:: TO DO ::
Set the data down once more, exactly as it is written.

Start of RECORDS FOR THE TASK

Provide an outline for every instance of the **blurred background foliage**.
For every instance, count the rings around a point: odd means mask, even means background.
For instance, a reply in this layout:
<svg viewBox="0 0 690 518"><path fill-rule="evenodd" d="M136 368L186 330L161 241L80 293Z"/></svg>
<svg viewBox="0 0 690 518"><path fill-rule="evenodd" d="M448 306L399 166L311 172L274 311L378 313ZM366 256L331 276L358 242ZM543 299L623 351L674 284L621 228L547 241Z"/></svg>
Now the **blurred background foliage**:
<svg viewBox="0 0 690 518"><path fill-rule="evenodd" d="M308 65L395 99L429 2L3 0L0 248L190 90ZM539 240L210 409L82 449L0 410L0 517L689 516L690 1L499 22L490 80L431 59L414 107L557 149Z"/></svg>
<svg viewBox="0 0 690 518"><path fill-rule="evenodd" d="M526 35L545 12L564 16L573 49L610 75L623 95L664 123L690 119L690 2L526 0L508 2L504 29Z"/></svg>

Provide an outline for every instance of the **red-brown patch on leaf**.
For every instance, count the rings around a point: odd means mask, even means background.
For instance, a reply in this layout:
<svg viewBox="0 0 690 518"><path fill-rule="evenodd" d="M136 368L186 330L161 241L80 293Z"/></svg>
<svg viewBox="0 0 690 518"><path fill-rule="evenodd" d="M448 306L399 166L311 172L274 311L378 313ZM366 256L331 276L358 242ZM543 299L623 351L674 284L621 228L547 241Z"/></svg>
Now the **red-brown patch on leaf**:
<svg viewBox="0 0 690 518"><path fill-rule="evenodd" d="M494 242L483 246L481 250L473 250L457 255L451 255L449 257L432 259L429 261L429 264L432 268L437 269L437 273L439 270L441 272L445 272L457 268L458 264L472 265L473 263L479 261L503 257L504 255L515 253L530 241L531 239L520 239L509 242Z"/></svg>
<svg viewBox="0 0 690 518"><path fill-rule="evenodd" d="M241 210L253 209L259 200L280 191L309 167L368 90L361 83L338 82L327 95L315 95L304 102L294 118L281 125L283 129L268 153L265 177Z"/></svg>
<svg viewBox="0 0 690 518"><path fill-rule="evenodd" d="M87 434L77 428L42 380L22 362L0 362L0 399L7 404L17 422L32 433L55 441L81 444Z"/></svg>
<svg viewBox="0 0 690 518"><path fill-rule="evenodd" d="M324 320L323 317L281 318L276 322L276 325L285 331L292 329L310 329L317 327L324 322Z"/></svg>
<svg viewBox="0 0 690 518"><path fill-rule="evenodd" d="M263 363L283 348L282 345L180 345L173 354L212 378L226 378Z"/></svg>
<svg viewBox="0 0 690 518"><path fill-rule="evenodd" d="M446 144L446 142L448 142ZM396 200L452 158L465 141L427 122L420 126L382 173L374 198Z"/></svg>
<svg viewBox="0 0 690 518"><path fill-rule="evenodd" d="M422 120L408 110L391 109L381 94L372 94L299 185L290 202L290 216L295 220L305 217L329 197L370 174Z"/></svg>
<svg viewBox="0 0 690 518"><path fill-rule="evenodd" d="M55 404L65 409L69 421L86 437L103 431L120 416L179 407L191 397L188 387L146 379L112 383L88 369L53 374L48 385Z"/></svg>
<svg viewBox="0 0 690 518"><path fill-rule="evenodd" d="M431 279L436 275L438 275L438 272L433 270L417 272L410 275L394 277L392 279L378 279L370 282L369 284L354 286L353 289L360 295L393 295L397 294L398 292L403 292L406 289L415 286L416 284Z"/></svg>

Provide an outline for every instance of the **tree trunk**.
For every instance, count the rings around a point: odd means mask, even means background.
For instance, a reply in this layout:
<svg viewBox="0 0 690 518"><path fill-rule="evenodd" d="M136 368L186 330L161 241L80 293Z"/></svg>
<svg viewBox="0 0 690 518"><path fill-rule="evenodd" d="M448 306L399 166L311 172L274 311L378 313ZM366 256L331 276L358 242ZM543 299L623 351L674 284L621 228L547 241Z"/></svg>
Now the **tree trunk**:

End of RECORDS FOR THE TASK

:: ANSWER SPACE ::
Provide an outline for every instance of the **blurred background foliage**.
For every instance, count the rings around a point: odd means mask, even means background.
For instance, a reply in this layout:
<svg viewBox="0 0 690 518"><path fill-rule="evenodd" d="M136 368L186 330L161 241L80 293Z"/></svg>
<svg viewBox="0 0 690 518"><path fill-rule="evenodd" d="M448 306L399 166L311 172L274 311L378 313ZM366 256L331 276L358 242ZM543 299L623 351L674 284L621 228L547 241Z"/></svg>
Now the **blurred background foliage**:
<svg viewBox="0 0 690 518"><path fill-rule="evenodd" d="M308 65L395 99L429 2L3 0L0 248L190 90ZM539 240L210 409L82 449L0 410L0 517L689 516L690 1L499 22L490 80L431 59L414 107L557 149Z"/></svg>
<svg viewBox="0 0 690 518"><path fill-rule="evenodd" d="M526 35L545 12L564 16L573 49L610 75L623 95L664 123L690 119L690 2L526 0L508 2L504 29Z"/></svg>

Provide an outline for every instance of the **red-brown patch on leaf**.
For every instance, count the rings around a point: odd means mask, even means background.
For instance, a reply in this layout:
<svg viewBox="0 0 690 518"><path fill-rule="evenodd" d="M136 368L186 330L161 241L80 293Z"/></svg>
<svg viewBox="0 0 690 518"><path fill-rule="evenodd" d="M448 306L399 166L311 172L274 311L378 313ZM366 256L331 276L358 242ZM543 299L623 351L674 284L621 228L547 241Z"/></svg>
Now the **red-brown patch on leaf**:
<svg viewBox="0 0 690 518"><path fill-rule="evenodd" d="M494 242L483 246L481 250L473 250L457 255L451 255L449 257L432 259L429 261L429 264L432 268L437 269L437 273L439 270L441 272L445 272L457 268L458 264L472 265L473 263L479 261L503 257L504 255L515 253L530 241L531 239L520 239L509 242Z"/></svg>
<svg viewBox="0 0 690 518"><path fill-rule="evenodd" d="M241 210L253 209L259 200L280 191L309 167L368 90L361 83L338 82L327 95L315 95L304 102L294 118L281 125L283 129L268 153L265 177Z"/></svg>
<svg viewBox="0 0 690 518"><path fill-rule="evenodd" d="M87 434L77 428L42 380L22 362L0 362L0 399L7 404L17 422L32 433L55 441L81 444Z"/></svg>
<svg viewBox="0 0 690 518"><path fill-rule="evenodd" d="M324 320L323 317L281 318L276 322L276 325L285 331L292 329L310 329L317 327L324 322Z"/></svg>
<svg viewBox="0 0 690 518"><path fill-rule="evenodd" d="M263 363L283 348L282 345L180 345L173 354L212 378L226 378Z"/></svg>
<svg viewBox="0 0 690 518"><path fill-rule="evenodd" d="M446 144L446 142L448 142ZM396 200L452 158L465 141L427 122L420 126L382 173L374 198Z"/></svg>
<svg viewBox="0 0 690 518"><path fill-rule="evenodd" d="M422 120L408 110L391 109L381 94L372 94L299 185L290 202L290 216L295 220L305 217L329 197L370 174Z"/></svg>
<svg viewBox="0 0 690 518"><path fill-rule="evenodd" d="M55 404L65 409L69 421L86 437L103 431L120 416L179 407L191 397L188 387L146 379L112 383L88 369L53 374L48 385Z"/></svg>
<svg viewBox="0 0 690 518"><path fill-rule="evenodd" d="M431 279L436 275L438 275L438 272L433 270L417 272L410 275L394 277L392 279L378 279L370 282L369 284L354 286L353 289L360 295L393 295L397 294L398 292L403 292L406 289L415 286L416 284Z"/></svg>

Provide an outline for every instance of the **tree trunk**.
For every instance, count the rings around a point: odd means mask, even means background.
For instance, a reply in this layout:
<svg viewBox="0 0 690 518"><path fill-rule="evenodd" d="M136 368L186 330L161 241L80 293Z"/></svg>
<svg viewBox="0 0 690 518"><path fill-rule="evenodd" d="M448 306L399 166L311 172L274 311L378 313ZM366 256L331 276L358 242ZM543 299L623 351L674 284L621 228L547 241Z"/></svg>
Now the **tree trunk**:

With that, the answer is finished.